» RECORDS SHOWN:
┌──

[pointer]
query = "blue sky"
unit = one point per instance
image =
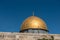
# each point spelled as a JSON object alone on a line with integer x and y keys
{"x": 14, "y": 12}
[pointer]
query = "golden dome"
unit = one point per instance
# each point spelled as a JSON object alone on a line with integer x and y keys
{"x": 33, "y": 22}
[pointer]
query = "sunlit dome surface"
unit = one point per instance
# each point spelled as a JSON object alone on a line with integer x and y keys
{"x": 33, "y": 22}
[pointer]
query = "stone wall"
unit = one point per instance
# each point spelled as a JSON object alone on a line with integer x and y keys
{"x": 28, "y": 36}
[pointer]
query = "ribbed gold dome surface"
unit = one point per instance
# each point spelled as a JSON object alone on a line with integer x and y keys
{"x": 33, "y": 22}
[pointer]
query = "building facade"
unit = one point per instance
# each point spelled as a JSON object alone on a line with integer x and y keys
{"x": 33, "y": 28}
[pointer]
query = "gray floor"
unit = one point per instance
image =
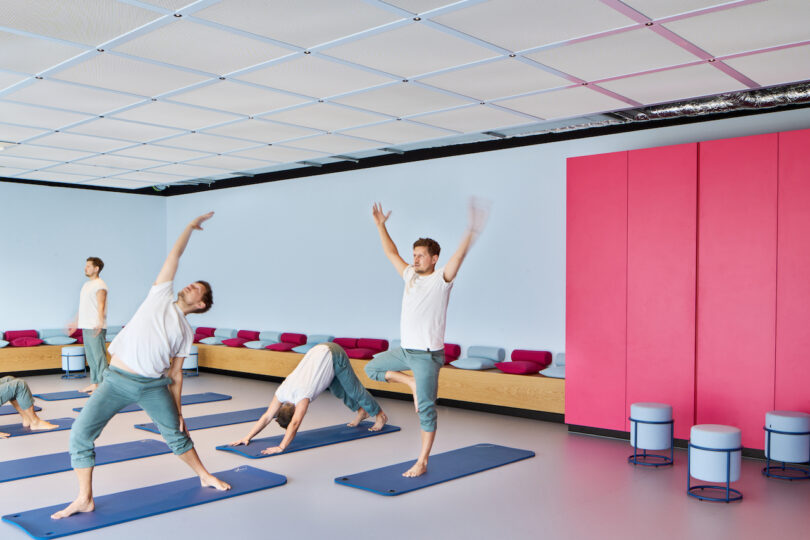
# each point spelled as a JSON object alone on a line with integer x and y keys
{"x": 576, "y": 487}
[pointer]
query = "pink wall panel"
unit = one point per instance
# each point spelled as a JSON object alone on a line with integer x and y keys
{"x": 793, "y": 274}
{"x": 661, "y": 268}
{"x": 736, "y": 315}
{"x": 596, "y": 289}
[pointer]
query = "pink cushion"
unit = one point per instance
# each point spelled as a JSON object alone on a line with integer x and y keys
{"x": 26, "y": 342}
{"x": 281, "y": 346}
{"x": 295, "y": 339}
{"x": 519, "y": 367}
{"x": 361, "y": 353}
{"x": 375, "y": 344}
{"x": 11, "y": 335}
{"x": 346, "y": 343}
{"x": 538, "y": 357}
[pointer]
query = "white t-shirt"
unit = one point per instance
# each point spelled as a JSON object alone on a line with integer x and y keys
{"x": 424, "y": 310}
{"x": 88, "y": 304}
{"x": 312, "y": 375}
{"x": 156, "y": 333}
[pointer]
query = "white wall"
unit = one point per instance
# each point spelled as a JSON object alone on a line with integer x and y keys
{"x": 303, "y": 255}
{"x": 48, "y": 232}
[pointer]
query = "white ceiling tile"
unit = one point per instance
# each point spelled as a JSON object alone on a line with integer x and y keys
{"x": 402, "y": 99}
{"x": 313, "y": 76}
{"x": 564, "y": 103}
{"x": 299, "y": 23}
{"x": 114, "y": 72}
{"x": 747, "y": 28}
{"x": 614, "y": 55}
{"x": 777, "y": 67}
{"x": 71, "y": 97}
{"x": 175, "y": 115}
{"x": 410, "y": 50}
{"x": 523, "y": 24}
{"x": 201, "y": 47}
{"x": 496, "y": 79}
{"x": 74, "y": 141}
{"x": 398, "y": 132}
{"x": 674, "y": 84}
{"x": 474, "y": 118}
{"x": 19, "y": 113}
{"x": 325, "y": 117}
{"x": 91, "y": 22}
{"x": 122, "y": 129}
{"x": 238, "y": 98}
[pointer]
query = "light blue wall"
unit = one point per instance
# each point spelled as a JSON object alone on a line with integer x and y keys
{"x": 47, "y": 233}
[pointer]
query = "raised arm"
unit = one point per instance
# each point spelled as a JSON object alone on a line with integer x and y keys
{"x": 173, "y": 259}
{"x": 389, "y": 248}
{"x": 478, "y": 217}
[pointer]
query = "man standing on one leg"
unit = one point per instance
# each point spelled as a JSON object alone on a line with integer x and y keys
{"x": 422, "y": 323}
{"x": 16, "y": 392}
{"x": 92, "y": 320}
{"x": 324, "y": 366}
{"x": 147, "y": 369}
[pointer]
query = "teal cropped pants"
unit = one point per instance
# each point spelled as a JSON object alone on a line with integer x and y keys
{"x": 117, "y": 390}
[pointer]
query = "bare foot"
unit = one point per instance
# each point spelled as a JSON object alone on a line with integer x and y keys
{"x": 380, "y": 422}
{"x": 79, "y": 505}
{"x": 214, "y": 482}
{"x": 418, "y": 469}
{"x": 361, "y": 415}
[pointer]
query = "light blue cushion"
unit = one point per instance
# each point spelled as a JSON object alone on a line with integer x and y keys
{"x": 473, "y": 362}
{"x": 496, "y": 354}
{"x": 59, "y": 340}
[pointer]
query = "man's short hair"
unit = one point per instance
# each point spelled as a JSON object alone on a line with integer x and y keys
{"x": 285, "y": 414}
{"x": 429, "y": 243}
{"x": 98, "y": 263}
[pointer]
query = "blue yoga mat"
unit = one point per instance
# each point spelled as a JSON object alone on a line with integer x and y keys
{"x": 214, "y": 420}
{"x": 17, "y": 430}
{"x": 59, "y": 396}
{"x": 304, "y": 440}
{"x": 441, "y": 468}
{"x": 60, "y": 462}
{"x": 190, "y": 399}
{"x": 8, "y": 409}
{"x": 143, "y": 502}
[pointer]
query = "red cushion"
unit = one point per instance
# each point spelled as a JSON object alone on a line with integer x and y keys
{"x": 346, "y": 343}
{"x": 295, "y": 339}
{"x": 538, "y": 357}
{"x": 281, "y": 346}
{"x": 11, "y": 335}
{"x": 361, "y": 353}
{"x": 519, "y": 367}
{"x": 26, "y": 342}
{"x": 375, "y": 344}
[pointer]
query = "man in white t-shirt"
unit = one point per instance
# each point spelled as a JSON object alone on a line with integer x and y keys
{"x": 92, "y": 320}
{"x": 422, "y": 323}
{"x": 324, "y": 366}
{"x": 147, "y": 369}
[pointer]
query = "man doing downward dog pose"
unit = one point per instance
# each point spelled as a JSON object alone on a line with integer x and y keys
{"x": 324, "y": 366}
{"x": 146, "y": 368}
{"x": 422, "y": 323}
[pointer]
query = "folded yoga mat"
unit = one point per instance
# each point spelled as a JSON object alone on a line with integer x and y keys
{"x": 59, "y": 462}
{"x": 304, "y": 440}
{"x": 441, "y": 468}
{"x": 190, "y": 399}
{"x": 8, "y": 409}
{"x": 143, "y": 502}
{"x": 214, "y": 420}
{"x": 59, "y": 396}
{"x": 16, "y": 430}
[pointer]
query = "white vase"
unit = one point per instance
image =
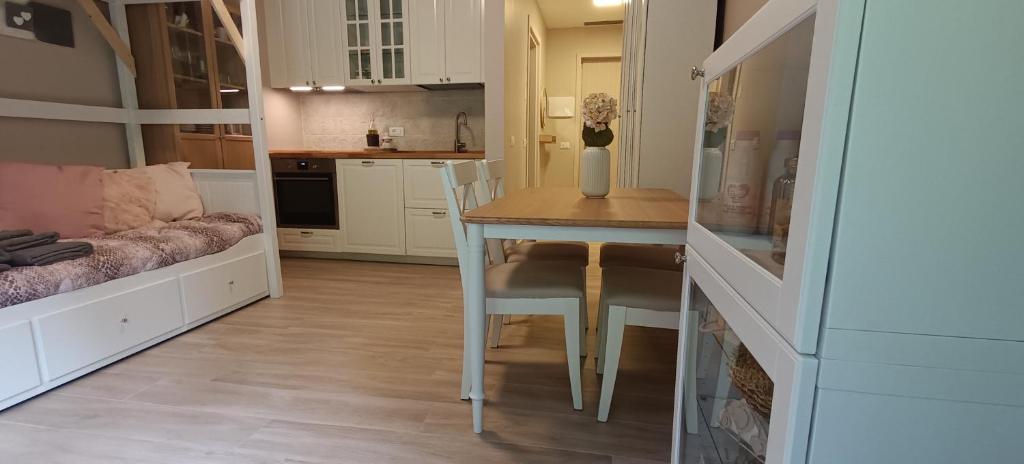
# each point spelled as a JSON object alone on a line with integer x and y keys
{"x": 595, "y": 172}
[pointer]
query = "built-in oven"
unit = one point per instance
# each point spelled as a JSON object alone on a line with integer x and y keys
{"x": 305, "y": 193}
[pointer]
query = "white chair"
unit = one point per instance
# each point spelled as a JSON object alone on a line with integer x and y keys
{"x": 548, "y": 288}
{"x": 634, "y": 296}
{"x": 492, "y": 186}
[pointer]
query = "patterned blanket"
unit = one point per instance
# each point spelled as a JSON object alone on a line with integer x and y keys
{"x": 128, "y": 253}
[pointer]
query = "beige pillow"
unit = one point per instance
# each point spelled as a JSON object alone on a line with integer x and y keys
{"x": 177, "y": 198}
{"x": 129, "y": 200}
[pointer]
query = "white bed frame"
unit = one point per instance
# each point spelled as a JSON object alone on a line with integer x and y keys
{"x": 50, "y": 341}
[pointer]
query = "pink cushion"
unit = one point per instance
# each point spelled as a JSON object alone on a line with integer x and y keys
{"x": 177, "y": 198}
{"x": 68, "y": 200}
{"x": 129, "y": 200}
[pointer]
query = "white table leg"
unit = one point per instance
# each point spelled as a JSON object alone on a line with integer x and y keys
{"x": 476, "y": 315}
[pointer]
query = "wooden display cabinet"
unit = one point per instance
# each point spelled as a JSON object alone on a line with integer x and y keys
{"x": 185, "y": 60}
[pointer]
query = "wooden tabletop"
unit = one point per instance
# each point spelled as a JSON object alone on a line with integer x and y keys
{"x": 634, "y": 208}
{"x": 358, "y": 154}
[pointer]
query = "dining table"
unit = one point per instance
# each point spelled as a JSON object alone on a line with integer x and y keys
{"x": 625, "y": 215}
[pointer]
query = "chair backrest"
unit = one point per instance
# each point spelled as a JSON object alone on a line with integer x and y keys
{"x": 492, "y": 174}
{"x": 460, "y": 180}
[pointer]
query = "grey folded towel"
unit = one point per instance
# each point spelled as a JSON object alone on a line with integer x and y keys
{"x": 4, "y": 235}
{"x": 22, "y": 243}
{"x": 48, "y": 254}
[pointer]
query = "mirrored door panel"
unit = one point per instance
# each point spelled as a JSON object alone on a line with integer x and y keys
{"x": 751, "y": 148}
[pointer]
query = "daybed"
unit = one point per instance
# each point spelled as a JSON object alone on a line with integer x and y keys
{"x": 48, "y": 341}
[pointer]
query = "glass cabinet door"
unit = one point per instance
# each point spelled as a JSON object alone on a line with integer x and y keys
{"x": 751, "y": 149}
{"x": 189, "y": 61}
{"x": 768, "y": 162}
{"x": 358, "y": 47}
{"x": 393, "y": 45}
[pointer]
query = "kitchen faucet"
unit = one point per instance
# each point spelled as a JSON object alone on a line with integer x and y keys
{"x": 460, "y": 120}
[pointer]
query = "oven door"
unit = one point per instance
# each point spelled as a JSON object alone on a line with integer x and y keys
{"x": 306, "y": 200}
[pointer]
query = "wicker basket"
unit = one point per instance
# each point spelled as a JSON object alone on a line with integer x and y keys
{"x": 752, "y": 381}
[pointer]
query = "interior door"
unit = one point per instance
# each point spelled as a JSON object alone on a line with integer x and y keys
{"x": 427, "y": 31}
{"x": 463, "y": 39}
{"x": 325, "y": 50}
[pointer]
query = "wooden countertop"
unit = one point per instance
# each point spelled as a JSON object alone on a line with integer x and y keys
{"x": 634, "y": 208}
{"x": 358, "y": 154}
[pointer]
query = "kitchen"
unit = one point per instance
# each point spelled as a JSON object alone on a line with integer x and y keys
{"x": 366, "y": 100}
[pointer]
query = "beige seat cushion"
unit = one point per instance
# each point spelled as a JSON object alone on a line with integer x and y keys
{"x": 650, "y": 256}
{"x": 641, "y": 288}
{"x": 535, "y": 280}
{"x": 578, "y": 252}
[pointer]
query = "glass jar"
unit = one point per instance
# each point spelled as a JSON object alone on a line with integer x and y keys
{"x": 781, "y": 208}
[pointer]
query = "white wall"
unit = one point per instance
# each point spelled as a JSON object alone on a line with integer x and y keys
{"x": 680, "y": 34}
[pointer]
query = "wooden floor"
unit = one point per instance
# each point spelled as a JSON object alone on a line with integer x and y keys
{"x": 358, "y": 363}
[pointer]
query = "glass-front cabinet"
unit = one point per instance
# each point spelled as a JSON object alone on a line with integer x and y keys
{"x": 765, "y": 196}
{"x": 376, "y": 42}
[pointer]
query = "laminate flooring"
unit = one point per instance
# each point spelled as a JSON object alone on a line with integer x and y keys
{"x": 358, "y": 363}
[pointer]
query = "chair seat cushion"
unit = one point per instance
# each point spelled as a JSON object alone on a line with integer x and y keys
{"x": 578, "y": 252}
{"x": 650, "y": 256}
{"x": 536, "y": 280}
{"x": 642, "y": 288}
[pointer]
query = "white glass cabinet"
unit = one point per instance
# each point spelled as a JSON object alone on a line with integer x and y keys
{"x": 376, "y": 42}
{"x": 764, "y": 196}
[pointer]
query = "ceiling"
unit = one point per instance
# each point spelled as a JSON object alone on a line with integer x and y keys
{"x": 572, "y": 13}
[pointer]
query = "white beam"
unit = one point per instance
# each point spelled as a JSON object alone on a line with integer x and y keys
{"x": 264, "y": 181}
{"x": 12, "y": 108}
{"x": 129, "y": 94}
{"x": 235, "y": 116}
{"x": 232, "y": 31}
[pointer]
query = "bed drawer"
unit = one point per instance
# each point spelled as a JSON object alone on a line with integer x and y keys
{"x": 18, "y": 368}
{"x": 81, "y": 335}
{"x": 212, "y": 289}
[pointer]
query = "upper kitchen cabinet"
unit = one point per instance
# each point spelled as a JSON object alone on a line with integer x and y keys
{"x": 376, "y": 39}
{"x": 766, "y": 170}
{"x": 304, "y": 43}
{"x": 446, "y": 38}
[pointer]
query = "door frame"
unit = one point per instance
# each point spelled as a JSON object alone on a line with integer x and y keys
{"x": 532, "y": 123}
{"x": 581, "y": 57}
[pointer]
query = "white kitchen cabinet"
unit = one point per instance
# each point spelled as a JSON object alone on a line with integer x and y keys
{"x": 448, "y": 41}
{"x": 372, "y": 203}
{"x": 376, "y": 42}
{"x": 423, "y": 183}
{"x": 309, "y": 34}
{"x": 428, "y": 233}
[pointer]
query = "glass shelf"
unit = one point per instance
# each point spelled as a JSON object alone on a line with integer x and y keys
{"x": 747, "y": 181}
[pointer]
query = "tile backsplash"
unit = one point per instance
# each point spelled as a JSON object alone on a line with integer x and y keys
{"x": 339, "y": 121}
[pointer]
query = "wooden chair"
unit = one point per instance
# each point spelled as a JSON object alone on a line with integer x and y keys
{"x": 492, "y": 186}
{"x": 544, "y": 288}
{"x": 643, "y": 297}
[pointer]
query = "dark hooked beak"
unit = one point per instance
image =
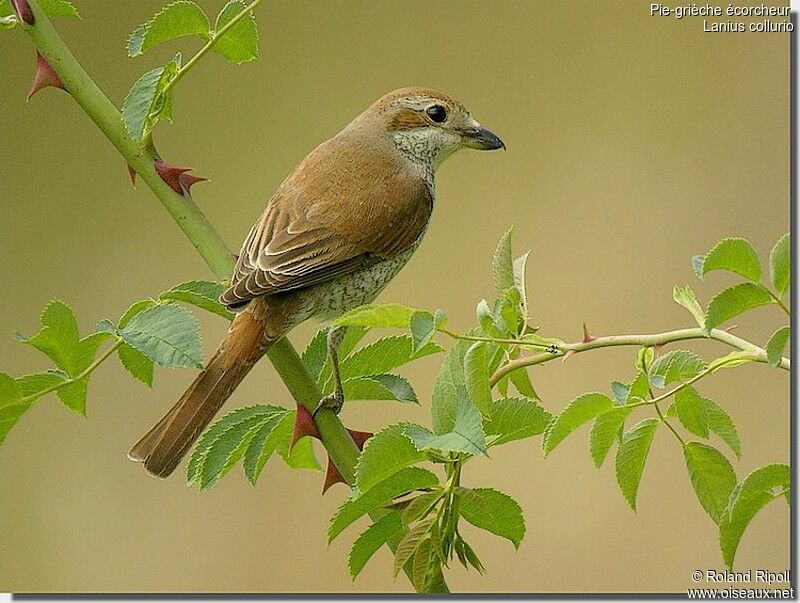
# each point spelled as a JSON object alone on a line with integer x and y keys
{"x": 482, "y": 139}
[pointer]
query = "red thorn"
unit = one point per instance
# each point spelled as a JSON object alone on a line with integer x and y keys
{"x": 44, "y": 77}
{"x": 23, "y": 10}
{"x": 332, "y": 476}
{"x": 359, "y": 437}
{"x": 303, "y": 426}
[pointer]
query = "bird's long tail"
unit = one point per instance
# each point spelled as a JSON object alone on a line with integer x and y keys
{"x": 163, "y": 447}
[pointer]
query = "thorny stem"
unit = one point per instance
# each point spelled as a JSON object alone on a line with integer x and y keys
{"x": 200, "y": 232}
{"x": 653, "y": 339}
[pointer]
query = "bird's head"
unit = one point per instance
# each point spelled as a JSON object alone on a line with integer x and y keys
{"x": 429, "y": 126}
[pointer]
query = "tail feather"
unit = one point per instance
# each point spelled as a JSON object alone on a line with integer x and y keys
{"x": 162, "y": 448}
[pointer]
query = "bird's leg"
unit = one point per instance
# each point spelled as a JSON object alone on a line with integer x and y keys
{"x": 335, "y": 400}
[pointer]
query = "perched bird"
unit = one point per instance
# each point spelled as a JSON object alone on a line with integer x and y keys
{"x": 337, "y": 230}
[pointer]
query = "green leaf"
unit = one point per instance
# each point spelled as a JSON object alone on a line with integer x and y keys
{"x": 148, "y": 101}
{"x": 203, "y": 294}
{"x": 503, "y": 265}
{"x": 712, "y": 477}
{"x": 492, "y": 511}
{"x": 383, "y": 356}
{"x": 676, "y": 366}
{"x": 379, "y": 387}
{"x": 735, "y": 300}
{"x": 168, "y": 335}
{"x": 776, "y": 345}
{"x": 180, "y": 18}
{"x": 385, "y": 453}
{"x": 604, "y": 431}
{"x": 691, "y": 410}
{"x": 467, "y": 435}
{"x": 59, "y": 8}
{"x": 267, "y": 438}
{"x": 579, "y": 411}
{"x": 747, "y": 499}
{"x": 515, "y": 419}
{"x": 402, "y": 482}
{"x": 780, "y": 268}
{"x": 373, "y": 538}
{"x": 685, "y": 297}
{"x": 240, "y": 43}
{"x": 734, "y": 255}
{"x": 409, "y": 543}
{"x": 59, "y": 335}
{"x": 631, "y": 456}
{"x": 424, "y": 325}
{"x": 476, "y": 373}
{"x": 720, "y": 423}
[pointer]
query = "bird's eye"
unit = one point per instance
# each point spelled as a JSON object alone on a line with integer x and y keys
{"x": 437, "y": 113}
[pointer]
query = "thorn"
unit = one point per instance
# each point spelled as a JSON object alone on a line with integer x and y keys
{"x": 359, "y": 437}
{"x": 303, "y": 426}
{"x": 23, "y": 10}
{"x": 44, "y": 76}
{"x": 332, "y": 476}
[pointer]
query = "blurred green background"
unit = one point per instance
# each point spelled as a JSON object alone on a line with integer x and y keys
{"x": 634, "y": 142}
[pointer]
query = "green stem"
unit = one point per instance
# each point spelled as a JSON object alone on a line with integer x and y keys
{"x": 212, "y": 40}
{"x": 337, "y": 441}
{"x": 88, "y": 371}
{"x": 653, "y": 339}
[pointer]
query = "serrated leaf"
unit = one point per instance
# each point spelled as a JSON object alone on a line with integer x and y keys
{"x": 203, "y": 294}
{"x": 373, "y": 538}
{"x": 604, "y": 431}
{"x": 503, "y": 264}
{"x": 379, "y": 387}
{"x": 734, "y": 255}
{"x": 423, "y": 326}
{"x": 59, "y": 335}
{"x": 397, "y": 484}
{"x": 180, "y": 18}
{"x": 780, "y": 269}
{"x": 712, "y": 476}
{"x": 148, "y": 100}
{"x": 383, "y": 356}
{"x": 720, "y": 422}
{"x": 579, "y": 411}
{"x": 240, "y": 43}
{"x": 776, "y": 345}
{"x": 467, "y": 435}
{"x": 169, "y": 335}
{"x": 747, "y": 499}
{"x": 691, "y": 410}
{"x": 631, "y": 457}
{"x": 734, "y": 301}
{"x": 384, "y": 454}
{"x": 137, "y": 364}
{"x": 685, "y": 297}
{"x": 476, "y": 374}
{"x": 59, "y": 8}
{"x": 675, "y": 366}
{"x": 492, "y": 511}
{"x": 515, "y": 419}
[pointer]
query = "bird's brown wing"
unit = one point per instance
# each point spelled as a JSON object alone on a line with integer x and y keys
{"x": 316, "y": 229}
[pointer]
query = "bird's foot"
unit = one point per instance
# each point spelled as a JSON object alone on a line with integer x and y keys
{"x": 333, "y": 402}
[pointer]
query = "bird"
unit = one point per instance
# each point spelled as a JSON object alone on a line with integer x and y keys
{"x": 332, "y": 237}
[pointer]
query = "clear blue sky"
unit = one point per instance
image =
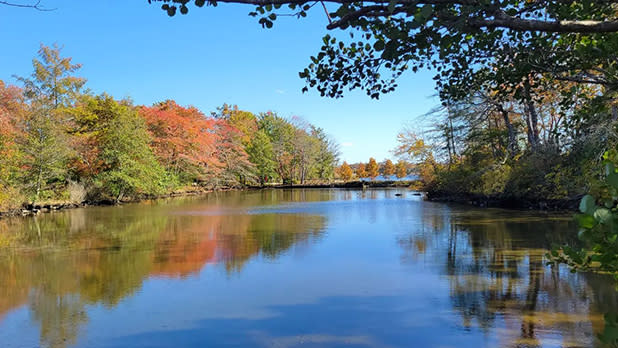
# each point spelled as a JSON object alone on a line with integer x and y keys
{"x": 209, "y": 57}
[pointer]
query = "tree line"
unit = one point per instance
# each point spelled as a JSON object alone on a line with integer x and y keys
{"x": 59, "y": 141}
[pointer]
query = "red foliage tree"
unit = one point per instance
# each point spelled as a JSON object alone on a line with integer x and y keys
{"x": 183, "y": 138}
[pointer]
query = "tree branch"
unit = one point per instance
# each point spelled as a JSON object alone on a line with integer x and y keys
{"x": 36, "y": 5}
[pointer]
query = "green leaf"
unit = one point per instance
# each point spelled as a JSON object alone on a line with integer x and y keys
{"x": 426, "y": 11}
{"x": 587, "y": 205}
{"x": 612, "y": 180}
{"x": 603, "y": 215}
{"x": 391, "y": 5}
{"x": 585, "y": 221}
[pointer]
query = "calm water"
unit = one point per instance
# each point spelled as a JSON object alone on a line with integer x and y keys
{"x": 308, "y": 268}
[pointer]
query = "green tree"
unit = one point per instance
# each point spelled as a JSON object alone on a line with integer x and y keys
{"x": 120, "y": 145}
{"x": 45, "y": 144}
{"x": 46, "y": 151}
{"x": 261, "y": 154}
{"x": 281, "y": 134}
{"x": 327, "y": 154}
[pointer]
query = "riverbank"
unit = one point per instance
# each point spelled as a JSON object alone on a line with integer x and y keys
{"x": 59, "y": 205}
{"x": 485, "y": 201}
{"x": 350, "y": 184}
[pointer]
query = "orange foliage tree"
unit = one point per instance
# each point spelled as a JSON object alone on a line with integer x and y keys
{"x": 183, "y": 139}
{"x": 373, "y": 169}
{"x": 388, "y": 168}
{"x": 361, "y": 172}
{"x": 345, "y": 171}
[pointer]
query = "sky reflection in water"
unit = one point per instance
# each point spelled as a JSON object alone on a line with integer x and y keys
{"x": 310, "y": 268}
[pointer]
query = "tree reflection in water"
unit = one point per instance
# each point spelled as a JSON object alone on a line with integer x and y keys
{"x": 498, "y": 278}
{"x": 58, "y": 264}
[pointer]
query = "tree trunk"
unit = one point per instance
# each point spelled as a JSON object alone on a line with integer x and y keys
{"x": 512, "y": 146}
{"x": 532, "y": 118}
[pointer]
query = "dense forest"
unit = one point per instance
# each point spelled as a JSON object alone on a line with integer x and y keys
{"x": 59, "y": 141}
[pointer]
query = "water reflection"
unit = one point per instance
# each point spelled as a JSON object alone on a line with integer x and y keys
{"x": 287, "y": 268}
{"x": 58, "y": 264}
{"x": 499, "y": 282}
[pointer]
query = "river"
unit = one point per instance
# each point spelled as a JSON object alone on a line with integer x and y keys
{"x": 296, "y": 268}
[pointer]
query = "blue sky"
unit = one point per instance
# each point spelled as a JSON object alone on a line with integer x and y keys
{"x": 209, "y": 57}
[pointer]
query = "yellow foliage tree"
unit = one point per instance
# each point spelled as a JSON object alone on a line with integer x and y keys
{"x": 388, "y": 168}
{"x": 402, "y": 169}
{"x": 345, "y": 171}
{"x": 373, "y": 169}
{"x": 360, "y": 171}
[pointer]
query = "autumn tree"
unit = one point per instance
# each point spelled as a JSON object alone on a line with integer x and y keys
{"x": 261, "y": 154}
{"x": 327, "y": 154}
{"x": 50, "y": 90}
{"x": 281, "y": 134}
{"x": 12, "y": 109}
{"x": 244, "y": 121}
{"x": 345, "y": 171}
{"x": 361, "y": 171}
{"x": 235, "y": 168}
{"x": 127, "y": 164}
{"x": 53, "y": 82}
{"x": 373, "y": 170}
{"x": 401, "y": 169}
{"x": 388, "y": 168}
{"x": 183, "y": 139}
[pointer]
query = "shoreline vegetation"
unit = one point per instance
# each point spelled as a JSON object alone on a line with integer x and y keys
{"x": 53, "y": 206}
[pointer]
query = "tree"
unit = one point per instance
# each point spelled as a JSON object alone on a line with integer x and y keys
{"x": 361, "y": 171}
{"x": 46, "y": 151}
{"x": 12, "y": 110}
{"x": 281, "y": 134}
{"x": 36, "y": 5}
{"x": 117, "y": 152}
{"x": 457, "y": 38}
{"x": 49, "y": 91}
{"x": 327, "y": 154}
{"x": 401, "y": 169}
{"x": 373, "y": 170}
{"x": 236, "y": 169}
{"x": 388, "y": 168}
{"x": 244, "y": 121}
{"x": 183, "y": 140}
{"x": 52, "y": 82}
{"x": 345, "y": 171}
{"x": 261, "y": 154}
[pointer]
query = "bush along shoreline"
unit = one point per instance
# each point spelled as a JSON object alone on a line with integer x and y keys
{"x": 62, "y": 146}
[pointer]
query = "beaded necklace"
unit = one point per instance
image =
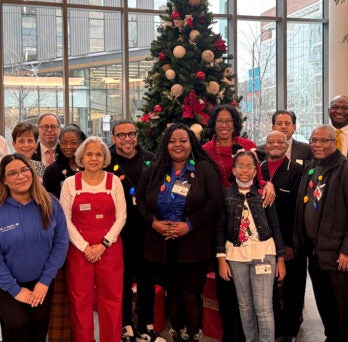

└──

» PROBLEM DESCRIPTION:
Scan the records above for the string "cushion", and copy every line where it turns up.

» REPLY TO THE EXERCISE:
query = "pink cushion"
query = "light blue cushion"
query = "red cushion"
query = "pink cushion"
query = "beige seat cushion"
query = "chair seat cushion"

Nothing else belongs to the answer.